Work to complete
Render the data from the line containing "instance: [(120, 80)]" down through the line containing "[(137, 25), (23, 54)]" as a JSON list of strings, one string per line. Leave out any blank lines.

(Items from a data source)
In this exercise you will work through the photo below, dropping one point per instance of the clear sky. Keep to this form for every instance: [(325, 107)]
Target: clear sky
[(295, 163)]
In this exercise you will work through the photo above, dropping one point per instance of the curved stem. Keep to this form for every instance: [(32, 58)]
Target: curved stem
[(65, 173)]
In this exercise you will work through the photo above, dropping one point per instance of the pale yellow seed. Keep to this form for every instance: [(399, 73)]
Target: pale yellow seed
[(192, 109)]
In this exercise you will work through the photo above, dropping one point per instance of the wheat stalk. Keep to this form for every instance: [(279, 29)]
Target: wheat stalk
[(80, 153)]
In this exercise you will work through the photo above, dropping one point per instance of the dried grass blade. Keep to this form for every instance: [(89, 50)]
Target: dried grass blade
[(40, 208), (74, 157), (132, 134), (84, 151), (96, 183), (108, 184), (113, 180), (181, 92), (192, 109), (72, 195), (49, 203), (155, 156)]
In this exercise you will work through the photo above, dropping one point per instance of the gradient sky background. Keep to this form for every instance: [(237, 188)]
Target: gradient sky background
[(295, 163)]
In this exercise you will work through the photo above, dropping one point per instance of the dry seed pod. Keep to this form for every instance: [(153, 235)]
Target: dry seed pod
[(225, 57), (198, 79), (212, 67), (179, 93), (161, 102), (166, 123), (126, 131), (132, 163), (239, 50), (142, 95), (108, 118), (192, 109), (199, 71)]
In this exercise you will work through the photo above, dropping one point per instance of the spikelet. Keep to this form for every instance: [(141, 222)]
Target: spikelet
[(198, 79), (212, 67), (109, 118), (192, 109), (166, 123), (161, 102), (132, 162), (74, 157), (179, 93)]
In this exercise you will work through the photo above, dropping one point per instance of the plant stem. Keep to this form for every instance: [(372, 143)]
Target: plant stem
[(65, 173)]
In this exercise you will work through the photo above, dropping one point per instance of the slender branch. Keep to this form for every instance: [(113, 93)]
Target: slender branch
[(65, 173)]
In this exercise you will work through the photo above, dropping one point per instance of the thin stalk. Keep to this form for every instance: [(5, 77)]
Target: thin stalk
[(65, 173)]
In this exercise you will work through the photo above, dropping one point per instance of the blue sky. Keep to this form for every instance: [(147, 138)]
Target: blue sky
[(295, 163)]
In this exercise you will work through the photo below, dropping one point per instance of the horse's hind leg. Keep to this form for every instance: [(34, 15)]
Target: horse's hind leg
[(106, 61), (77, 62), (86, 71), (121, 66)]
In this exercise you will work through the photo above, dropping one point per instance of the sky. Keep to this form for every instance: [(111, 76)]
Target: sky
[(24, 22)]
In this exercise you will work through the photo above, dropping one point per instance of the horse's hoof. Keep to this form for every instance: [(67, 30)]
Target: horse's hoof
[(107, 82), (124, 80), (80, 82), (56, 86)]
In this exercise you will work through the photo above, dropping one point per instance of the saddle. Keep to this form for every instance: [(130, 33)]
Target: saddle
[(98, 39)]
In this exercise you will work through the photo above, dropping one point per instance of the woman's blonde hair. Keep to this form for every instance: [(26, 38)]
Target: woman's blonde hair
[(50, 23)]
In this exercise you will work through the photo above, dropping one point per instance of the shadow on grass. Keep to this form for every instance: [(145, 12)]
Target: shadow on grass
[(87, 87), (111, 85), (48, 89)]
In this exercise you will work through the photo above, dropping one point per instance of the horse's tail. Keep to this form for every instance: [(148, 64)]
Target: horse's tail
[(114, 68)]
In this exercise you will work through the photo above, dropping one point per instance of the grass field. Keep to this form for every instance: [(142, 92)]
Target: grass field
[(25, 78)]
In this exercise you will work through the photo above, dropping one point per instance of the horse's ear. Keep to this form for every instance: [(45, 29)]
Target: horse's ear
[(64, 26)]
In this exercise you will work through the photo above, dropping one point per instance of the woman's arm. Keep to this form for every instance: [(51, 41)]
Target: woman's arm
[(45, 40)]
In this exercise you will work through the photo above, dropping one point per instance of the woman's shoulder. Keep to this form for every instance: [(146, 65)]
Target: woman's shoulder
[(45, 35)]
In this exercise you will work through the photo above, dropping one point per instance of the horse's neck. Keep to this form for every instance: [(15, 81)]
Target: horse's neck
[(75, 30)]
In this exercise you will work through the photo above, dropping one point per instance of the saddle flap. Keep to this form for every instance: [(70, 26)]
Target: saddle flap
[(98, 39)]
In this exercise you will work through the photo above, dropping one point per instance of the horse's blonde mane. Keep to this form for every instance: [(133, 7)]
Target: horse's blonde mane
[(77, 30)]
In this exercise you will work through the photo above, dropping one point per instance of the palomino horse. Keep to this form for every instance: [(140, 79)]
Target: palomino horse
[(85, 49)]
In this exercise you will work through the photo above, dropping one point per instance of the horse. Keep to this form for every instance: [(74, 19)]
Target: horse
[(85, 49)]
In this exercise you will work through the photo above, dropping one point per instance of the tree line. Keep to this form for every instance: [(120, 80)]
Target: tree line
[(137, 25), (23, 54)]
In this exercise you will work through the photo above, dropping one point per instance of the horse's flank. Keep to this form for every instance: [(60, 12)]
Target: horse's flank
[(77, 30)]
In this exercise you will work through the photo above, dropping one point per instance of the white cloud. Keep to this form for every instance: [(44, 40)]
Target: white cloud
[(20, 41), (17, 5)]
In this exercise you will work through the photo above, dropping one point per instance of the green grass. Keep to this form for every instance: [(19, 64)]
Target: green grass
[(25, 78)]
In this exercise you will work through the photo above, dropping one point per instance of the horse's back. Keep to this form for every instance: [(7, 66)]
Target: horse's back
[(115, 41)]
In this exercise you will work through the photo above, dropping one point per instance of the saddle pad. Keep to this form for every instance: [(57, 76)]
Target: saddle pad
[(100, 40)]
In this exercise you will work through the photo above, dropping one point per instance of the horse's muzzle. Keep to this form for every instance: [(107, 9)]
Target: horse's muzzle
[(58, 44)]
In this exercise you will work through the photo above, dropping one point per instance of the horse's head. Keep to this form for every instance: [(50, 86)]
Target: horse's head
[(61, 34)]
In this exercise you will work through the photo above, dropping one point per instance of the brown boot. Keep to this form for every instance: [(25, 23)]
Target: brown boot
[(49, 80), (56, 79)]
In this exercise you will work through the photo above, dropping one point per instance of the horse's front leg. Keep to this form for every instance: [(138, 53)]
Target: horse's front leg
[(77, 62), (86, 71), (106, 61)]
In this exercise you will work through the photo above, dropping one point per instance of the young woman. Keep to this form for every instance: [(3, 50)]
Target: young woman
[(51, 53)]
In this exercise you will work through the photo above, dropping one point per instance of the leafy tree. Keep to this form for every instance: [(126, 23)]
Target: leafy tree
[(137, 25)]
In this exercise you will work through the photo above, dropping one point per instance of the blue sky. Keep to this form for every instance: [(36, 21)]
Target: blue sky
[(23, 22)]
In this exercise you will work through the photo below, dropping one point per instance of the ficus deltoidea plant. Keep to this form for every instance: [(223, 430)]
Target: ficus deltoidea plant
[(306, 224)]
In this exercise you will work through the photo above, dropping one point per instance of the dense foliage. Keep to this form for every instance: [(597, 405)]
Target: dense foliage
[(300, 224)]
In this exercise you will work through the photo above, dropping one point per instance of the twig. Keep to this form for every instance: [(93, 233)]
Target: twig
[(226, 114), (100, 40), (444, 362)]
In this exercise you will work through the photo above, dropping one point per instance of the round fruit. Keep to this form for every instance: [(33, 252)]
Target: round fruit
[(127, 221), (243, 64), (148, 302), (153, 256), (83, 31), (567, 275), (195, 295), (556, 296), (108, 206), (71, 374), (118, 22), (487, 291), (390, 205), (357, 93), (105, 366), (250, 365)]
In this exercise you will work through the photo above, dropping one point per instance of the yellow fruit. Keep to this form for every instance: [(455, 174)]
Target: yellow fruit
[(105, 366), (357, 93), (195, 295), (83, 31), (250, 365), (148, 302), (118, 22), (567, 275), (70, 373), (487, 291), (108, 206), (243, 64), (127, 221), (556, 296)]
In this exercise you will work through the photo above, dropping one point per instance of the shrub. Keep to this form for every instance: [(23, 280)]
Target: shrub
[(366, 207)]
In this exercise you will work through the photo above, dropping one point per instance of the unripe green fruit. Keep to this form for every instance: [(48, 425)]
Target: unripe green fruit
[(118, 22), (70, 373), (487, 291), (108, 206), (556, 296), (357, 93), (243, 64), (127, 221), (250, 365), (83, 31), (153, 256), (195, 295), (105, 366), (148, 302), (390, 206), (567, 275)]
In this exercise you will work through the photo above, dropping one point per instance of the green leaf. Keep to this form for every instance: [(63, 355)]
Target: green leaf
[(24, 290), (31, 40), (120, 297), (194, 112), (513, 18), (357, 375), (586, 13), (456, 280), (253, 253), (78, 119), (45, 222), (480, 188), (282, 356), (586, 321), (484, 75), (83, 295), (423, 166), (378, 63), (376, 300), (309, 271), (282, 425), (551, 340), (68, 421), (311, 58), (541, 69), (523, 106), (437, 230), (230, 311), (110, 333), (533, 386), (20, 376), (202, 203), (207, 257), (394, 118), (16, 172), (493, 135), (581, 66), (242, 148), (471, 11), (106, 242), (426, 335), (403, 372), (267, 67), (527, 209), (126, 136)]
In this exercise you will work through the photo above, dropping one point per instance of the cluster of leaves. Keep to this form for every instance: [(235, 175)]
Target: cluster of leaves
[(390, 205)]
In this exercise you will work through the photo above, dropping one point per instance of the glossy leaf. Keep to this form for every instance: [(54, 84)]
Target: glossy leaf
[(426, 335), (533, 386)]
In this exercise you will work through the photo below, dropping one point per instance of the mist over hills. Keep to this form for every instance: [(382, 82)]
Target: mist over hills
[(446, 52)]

In response
[
  "In this exercise you will work through the photo above, dropping one point per instance of the tree line. Keep to this form for every instance: [(120, 80)]",
  "Target: tree line",
  "[(137, 25), (23, 54)]"
]